## Given exercise
Rewrite everything from the line containing "Would you mind marking the tufted" down to the end of the material, requests included, and increase each number in the coordinate answers by 7.

## Dataset entries
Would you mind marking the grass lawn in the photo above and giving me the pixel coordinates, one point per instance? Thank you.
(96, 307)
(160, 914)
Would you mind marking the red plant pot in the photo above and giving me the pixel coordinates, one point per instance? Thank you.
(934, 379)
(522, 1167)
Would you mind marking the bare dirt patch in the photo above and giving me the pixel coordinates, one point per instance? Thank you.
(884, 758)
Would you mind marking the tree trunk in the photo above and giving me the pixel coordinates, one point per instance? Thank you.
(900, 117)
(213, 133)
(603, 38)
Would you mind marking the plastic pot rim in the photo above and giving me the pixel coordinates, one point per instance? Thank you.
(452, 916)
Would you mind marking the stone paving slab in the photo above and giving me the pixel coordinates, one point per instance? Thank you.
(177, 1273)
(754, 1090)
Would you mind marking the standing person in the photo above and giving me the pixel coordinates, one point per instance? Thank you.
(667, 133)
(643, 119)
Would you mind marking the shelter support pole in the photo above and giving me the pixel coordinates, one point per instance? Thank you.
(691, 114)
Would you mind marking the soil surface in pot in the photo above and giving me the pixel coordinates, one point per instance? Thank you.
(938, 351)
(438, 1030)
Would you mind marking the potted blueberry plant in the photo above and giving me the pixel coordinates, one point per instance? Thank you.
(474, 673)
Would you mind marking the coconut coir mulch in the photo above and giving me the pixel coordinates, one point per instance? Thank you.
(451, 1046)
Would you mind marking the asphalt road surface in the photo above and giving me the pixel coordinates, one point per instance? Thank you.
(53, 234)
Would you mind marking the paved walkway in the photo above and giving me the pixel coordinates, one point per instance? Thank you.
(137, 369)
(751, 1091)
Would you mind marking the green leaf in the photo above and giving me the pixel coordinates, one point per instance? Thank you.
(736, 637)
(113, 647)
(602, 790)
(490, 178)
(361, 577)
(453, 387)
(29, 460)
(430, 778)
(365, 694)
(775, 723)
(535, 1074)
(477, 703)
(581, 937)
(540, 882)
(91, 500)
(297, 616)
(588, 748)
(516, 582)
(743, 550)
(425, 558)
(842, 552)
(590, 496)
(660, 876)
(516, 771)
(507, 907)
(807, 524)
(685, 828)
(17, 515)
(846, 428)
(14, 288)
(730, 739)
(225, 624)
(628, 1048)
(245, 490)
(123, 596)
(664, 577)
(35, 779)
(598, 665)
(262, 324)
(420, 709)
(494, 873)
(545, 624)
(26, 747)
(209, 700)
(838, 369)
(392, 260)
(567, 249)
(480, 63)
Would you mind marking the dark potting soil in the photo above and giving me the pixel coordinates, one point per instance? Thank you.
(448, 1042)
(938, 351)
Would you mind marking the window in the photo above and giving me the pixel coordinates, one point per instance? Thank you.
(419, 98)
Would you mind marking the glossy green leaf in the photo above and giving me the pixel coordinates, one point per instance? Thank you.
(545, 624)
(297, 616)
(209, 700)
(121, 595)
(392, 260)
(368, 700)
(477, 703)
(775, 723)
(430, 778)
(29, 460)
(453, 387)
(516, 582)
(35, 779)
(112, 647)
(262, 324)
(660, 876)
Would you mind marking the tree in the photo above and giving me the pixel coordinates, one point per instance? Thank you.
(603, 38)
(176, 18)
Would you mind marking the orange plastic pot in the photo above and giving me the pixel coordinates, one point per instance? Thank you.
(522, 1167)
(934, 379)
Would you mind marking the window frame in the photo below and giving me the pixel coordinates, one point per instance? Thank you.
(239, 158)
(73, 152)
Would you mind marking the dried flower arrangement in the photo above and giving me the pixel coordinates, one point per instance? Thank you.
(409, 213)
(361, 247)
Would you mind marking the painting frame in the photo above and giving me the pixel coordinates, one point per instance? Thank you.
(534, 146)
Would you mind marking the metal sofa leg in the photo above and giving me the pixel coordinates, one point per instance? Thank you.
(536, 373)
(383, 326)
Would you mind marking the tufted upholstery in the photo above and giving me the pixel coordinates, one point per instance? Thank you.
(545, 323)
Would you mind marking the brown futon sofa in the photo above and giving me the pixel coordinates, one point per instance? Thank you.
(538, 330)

## Solved exercise
Would you mind marking the tufted upholstery in the photo above and giving me the pixel coordinates, one point per instance? Thank you.
(552, 330)
Would you mind marking the brown futon sofa in the photo above and giving me the pixel coordinates, one point per instance? Thank you.
(545, 337)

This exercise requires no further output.